Items =
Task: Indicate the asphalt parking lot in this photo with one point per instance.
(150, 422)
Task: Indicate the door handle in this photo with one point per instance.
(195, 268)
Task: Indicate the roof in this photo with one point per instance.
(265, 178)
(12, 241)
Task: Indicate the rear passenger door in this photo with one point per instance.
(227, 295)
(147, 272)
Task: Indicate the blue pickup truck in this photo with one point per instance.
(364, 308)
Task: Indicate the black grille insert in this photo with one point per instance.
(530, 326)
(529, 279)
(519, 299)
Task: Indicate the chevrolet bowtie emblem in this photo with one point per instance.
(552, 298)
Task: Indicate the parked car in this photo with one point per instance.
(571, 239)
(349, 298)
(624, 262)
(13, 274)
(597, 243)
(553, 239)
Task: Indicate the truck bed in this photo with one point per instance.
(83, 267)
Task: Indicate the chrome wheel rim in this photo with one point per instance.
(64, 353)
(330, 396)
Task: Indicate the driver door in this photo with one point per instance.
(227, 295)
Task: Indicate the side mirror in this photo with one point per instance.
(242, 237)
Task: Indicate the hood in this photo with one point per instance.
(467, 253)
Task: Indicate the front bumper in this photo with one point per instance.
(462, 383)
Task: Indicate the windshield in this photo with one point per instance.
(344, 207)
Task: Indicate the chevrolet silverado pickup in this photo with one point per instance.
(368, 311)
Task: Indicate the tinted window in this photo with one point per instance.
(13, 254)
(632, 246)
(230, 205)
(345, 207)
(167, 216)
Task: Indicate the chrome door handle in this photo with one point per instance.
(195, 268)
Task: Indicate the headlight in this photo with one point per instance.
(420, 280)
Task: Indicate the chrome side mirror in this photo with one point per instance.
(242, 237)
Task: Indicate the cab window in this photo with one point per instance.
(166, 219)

==

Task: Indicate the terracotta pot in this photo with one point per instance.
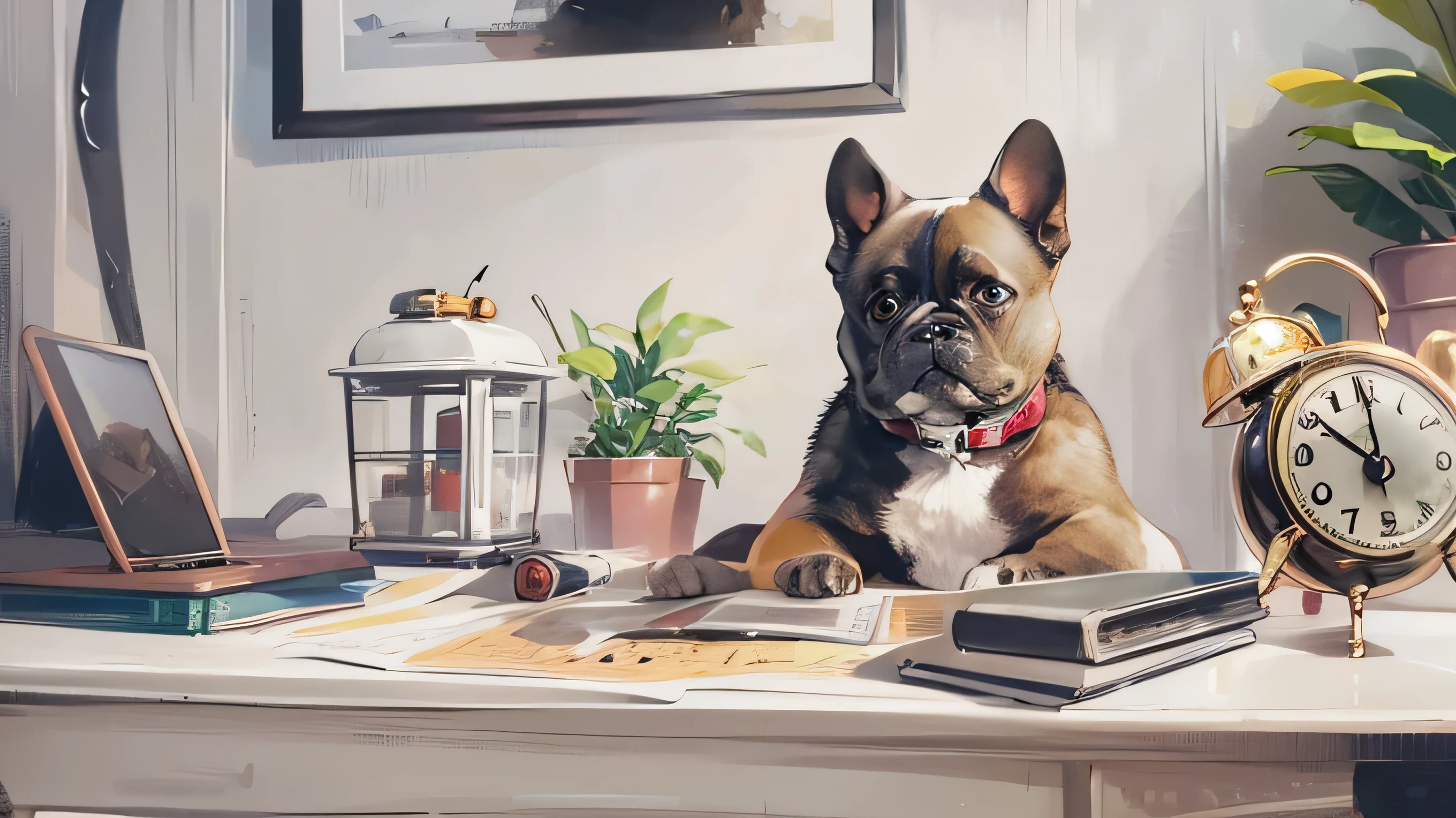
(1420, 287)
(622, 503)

Goal of the exercise =
Pull out each line of the records that contains the string "chevrolet". Matching is case-sensitive.

Output of the task =
Task: Indicate the chevrolet bowtie emblem in this photo with one point per instance.
Task: Indicate the chevrolet silverado pickup in this photo with one point per instance.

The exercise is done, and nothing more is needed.